▸ **Excerpt**:

○ ○ ○ ○

I’m at a loss to explain such a bizarre style. At first, I thought I was reading a set-up for a joke (Priest walks into a bar, sits next to a rabbi. Rabbi turns to him, says…) but when I asked Barbara about it, she speculated that the telegraphic style was the final symptom of the general collapse of our culture brought on by texting.
I don’t know. Texting may explain the unsettling elimination of articles and pronouns, but what do you make of the capitalized Wife and Husband? Is this an updating of an allegorical medieval morality play? If the writer went on in this letter, after Wife and Husband, would he bring in Marriage Counselor and Divorce Lawyer? And what about the psychological distancing here (we find out later in the exchange what we knew from the beginning, that Husband is in fact the writer himself, and Wife is his wife)? It’s not the distancing that’s creepy, it’s the sheer transparency of the distancing, the fact that the writer knew that no one would be fooled by it but felt compelled to do it anyway.
I have no answer to any of these questions, and I have no real point to make beyond that I wish people would pay more attention to how they write.
And, by the way, Wife needs to dump Husband, don’t you think?
–Dennis
NPR=BBC. OMG!
August 27, 2010
Several months ago, I confessed to my irritation about Americans using British locutions. Specifically, I complained that reporters and news readers on NPR increasingly were employing the British phrase “in hospital” instead of the American “in the hospital.” Imagine my horror, then, when I heard the following on my local NPR station today: “An exclusive interview with Michelle Rhee today, in studio.”

○ ○ ○ ○

▸ **Record excerpts**:
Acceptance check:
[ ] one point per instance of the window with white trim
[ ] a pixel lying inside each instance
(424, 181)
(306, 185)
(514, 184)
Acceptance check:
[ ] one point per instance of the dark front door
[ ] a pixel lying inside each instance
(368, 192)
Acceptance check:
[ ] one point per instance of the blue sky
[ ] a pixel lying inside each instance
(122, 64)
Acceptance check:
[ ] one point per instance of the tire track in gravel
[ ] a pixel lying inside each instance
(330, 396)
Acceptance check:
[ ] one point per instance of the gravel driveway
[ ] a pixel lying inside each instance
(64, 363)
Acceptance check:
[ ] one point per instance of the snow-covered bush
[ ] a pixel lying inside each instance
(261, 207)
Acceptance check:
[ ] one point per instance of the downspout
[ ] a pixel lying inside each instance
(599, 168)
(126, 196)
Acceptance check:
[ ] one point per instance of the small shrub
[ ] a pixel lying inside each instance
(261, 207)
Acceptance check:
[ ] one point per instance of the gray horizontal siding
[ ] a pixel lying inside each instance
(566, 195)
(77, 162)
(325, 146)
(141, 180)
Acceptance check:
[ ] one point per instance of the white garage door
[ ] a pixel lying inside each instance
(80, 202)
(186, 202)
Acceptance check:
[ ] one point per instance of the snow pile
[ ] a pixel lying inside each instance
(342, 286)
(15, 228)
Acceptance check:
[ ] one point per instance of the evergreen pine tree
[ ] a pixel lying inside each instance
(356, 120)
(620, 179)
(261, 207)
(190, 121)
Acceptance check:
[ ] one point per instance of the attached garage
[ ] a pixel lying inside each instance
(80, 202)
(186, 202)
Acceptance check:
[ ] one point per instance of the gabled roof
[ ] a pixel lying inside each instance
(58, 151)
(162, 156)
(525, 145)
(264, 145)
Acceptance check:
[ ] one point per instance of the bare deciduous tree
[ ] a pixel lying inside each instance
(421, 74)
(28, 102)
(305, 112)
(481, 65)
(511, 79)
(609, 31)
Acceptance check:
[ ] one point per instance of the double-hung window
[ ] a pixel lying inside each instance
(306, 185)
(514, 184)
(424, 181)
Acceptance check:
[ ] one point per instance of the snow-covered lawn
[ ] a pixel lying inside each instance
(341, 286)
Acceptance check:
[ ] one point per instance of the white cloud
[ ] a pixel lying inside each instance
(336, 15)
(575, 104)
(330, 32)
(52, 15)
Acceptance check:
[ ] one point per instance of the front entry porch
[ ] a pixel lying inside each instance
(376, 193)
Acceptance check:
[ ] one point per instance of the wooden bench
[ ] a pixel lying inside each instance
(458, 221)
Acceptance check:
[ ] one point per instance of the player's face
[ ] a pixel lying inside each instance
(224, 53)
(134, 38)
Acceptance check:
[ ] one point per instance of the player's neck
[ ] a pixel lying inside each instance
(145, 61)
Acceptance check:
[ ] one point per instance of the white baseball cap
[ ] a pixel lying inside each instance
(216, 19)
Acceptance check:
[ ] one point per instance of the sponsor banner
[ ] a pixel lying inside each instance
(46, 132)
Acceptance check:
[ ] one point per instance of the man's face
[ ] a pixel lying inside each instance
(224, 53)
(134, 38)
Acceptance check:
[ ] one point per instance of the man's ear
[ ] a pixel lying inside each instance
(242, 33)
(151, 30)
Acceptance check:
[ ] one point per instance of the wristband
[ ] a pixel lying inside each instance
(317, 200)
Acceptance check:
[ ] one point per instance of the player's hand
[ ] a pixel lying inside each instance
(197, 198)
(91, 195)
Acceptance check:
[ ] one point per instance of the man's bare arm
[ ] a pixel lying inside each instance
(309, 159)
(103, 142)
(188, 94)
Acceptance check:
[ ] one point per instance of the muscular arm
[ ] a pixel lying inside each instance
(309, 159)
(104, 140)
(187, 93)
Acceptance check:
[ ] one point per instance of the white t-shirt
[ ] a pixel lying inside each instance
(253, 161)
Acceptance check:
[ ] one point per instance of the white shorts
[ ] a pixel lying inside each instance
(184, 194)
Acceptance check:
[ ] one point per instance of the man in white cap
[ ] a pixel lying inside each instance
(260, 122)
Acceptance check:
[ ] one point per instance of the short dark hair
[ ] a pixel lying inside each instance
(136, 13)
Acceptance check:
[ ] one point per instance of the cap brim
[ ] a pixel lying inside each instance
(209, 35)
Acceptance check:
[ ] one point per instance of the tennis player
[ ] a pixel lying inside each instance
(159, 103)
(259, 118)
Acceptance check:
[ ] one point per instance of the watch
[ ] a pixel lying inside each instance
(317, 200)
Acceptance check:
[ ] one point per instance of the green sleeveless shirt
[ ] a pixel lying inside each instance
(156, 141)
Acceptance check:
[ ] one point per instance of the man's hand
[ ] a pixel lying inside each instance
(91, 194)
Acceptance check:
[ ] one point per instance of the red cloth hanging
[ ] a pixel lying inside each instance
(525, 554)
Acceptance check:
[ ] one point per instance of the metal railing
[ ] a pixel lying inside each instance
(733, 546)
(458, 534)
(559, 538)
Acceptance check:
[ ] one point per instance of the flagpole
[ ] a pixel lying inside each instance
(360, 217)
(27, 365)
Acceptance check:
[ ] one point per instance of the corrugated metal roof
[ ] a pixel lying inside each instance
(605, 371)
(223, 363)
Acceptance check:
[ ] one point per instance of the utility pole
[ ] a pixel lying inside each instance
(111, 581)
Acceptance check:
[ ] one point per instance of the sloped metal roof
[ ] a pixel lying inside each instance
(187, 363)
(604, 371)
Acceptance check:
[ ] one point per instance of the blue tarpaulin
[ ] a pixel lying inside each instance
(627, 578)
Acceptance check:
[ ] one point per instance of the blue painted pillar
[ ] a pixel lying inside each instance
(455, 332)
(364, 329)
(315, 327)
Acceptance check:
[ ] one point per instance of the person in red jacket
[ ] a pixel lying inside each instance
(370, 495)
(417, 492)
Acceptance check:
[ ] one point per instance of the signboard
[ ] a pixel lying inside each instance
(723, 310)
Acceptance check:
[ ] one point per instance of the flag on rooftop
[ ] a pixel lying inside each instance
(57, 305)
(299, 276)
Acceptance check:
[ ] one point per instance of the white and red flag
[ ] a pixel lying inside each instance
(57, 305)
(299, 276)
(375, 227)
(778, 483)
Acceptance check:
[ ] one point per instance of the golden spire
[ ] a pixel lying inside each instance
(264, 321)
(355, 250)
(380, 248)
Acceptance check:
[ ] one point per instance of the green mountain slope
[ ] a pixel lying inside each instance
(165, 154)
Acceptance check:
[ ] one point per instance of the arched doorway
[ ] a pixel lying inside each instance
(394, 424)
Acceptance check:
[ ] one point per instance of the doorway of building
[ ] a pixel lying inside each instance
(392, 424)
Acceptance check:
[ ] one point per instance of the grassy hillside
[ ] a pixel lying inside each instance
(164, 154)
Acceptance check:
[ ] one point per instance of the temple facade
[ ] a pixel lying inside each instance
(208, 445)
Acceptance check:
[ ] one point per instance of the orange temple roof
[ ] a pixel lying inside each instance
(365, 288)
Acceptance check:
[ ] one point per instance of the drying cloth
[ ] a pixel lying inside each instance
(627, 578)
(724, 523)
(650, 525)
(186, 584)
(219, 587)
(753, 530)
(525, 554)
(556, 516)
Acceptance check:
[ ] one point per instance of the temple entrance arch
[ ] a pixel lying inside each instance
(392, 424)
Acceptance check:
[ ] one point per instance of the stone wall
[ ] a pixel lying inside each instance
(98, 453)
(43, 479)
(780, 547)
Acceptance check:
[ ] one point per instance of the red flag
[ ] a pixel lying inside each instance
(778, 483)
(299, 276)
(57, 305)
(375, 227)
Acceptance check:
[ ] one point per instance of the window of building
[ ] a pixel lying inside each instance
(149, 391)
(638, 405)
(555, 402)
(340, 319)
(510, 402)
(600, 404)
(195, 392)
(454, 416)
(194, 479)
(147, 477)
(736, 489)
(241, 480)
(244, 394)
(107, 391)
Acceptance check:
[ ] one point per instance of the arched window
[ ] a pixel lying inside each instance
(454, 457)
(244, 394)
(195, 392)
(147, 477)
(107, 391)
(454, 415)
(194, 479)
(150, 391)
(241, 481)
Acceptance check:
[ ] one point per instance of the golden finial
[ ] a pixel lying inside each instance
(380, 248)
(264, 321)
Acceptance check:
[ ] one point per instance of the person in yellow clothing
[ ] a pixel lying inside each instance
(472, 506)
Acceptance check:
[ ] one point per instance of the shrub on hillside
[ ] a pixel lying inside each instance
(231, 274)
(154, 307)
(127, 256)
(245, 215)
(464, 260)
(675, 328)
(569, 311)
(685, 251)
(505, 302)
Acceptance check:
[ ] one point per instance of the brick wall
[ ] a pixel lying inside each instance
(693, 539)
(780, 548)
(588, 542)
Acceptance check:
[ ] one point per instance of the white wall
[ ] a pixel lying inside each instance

○ ○ ○ ○

▸ **What is being asked**:
Continue the language column after its last sentence, the one quoting the local NPR station about a Michelle Rhee interview.

▸ **Written answer**:
“In studio”!
Do the British actually say this or was it invented by a particularly pretentious American?
–Dennis
“Language Police” — Not Just A Metaphor
August 20, 2010
Would you like 15 years to life with that bagel? Read this New York Post story about an English professor who is getting shmeered for refusing to say that she doesn’t want a shmeer. And what’s up with the New York Post’s spelling of shmeer? Oy!
THE WRITER: A FIGURE OF PATHOS OR JUST A PATHETIC FIGURE?
August 11, 2010
Several weeks ago I read a review of Mentor, a new memoir by Tom Grimes. I don’t know Tom Grimes, and evidently that’s my loss, for the reviewer praises the work highly as “superb” and “deeply moving.”
Still, I don’t think I’ll read it. It is the reminiscence of a writer who has failed, his book orphaned when his editor left one publishing house for another and then negatively reviewed when it finally did get published. On his book tour, he faced completely empty rooms.
The review ends with a quote from the book where Grimes ruminates about why he feels he needs to be a writer in spite of the fact that he is, in his own eyes, such a failure:
For me, writing is a necessity. I exist in sentences. I forget my sense of failure. I forget time. I forget that I’m aging. I forget that one day I will die. Revising sentences is an act of hope, and connecting with a reader is the only leap of faith I’ll ever take.
What writer can read this without his heart breaking?
As it happens, my own book was just published. I’ve had it in hand for several weeks now and can’t bring myself to open it because I’m sure the first thing I’ll see is a typo. And so it was much against my better judgment that I went on Amazon and searched out the ranking of my book. It stood at 5,076,621. I bucked up surprisingly well. After all, it had been out only two short weeks, there were no reviews yet, and a reputation for excellence spreads slowly by word of mouth. And anyway, it’s still summer. There are a lot of people right this very moment lying on a beach eager to read a page-turner about Daniel Defoe’s attitudes toward colonialism and the shocking truth about indentured servitude in the eighteenth-century Chesapeake colonies.
Two days later, I broke down and went to the Amazon site again. My book had dropped to 5,084,536.
And that’s why I won’t be reading Tom Grimes’ memoir, excellent though I’m sure it is, about being a failed writer.